*REQUIRED WORK:*
Swap "induction hob" for "induction cooktop" in the part that opens with the line containing "of the black" and runs through the end of the items, leaving everything else unchanged. Give back only that part.

◆ ◆ ◆ ◆

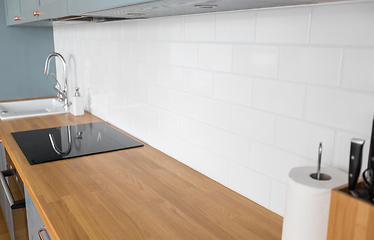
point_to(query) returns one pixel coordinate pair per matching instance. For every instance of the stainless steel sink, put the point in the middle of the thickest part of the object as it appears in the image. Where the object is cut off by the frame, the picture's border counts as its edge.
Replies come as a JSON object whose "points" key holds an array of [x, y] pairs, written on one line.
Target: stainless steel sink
{"points": [[30, 108]]}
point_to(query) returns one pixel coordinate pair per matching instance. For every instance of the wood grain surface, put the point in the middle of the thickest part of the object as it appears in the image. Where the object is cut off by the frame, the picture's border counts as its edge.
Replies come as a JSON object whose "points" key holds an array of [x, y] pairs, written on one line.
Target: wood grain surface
{"points": [[350, 218], [138, 193]]}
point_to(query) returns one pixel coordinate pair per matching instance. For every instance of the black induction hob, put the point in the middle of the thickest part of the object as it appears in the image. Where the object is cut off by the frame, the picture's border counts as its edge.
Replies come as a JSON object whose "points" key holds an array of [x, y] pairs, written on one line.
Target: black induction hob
{"points": [[52, 144]]}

◆ ◆ ◆ ◆

*WRITTEN RESPONSE:*
point_to(query) returns one pixel coordinate pair per matching instance. For every instance of the black induction cooktop, put the point in the middle of the thickest part of the object as it appears in the image. Where the object is cut off by the frame, the picture's border counts as its edge.
Replies come as a JSON object whose "points" key holds an array of [x, y] pairs, written on one line.
Target: black induction cooktop
{"points": [[52, 144]]}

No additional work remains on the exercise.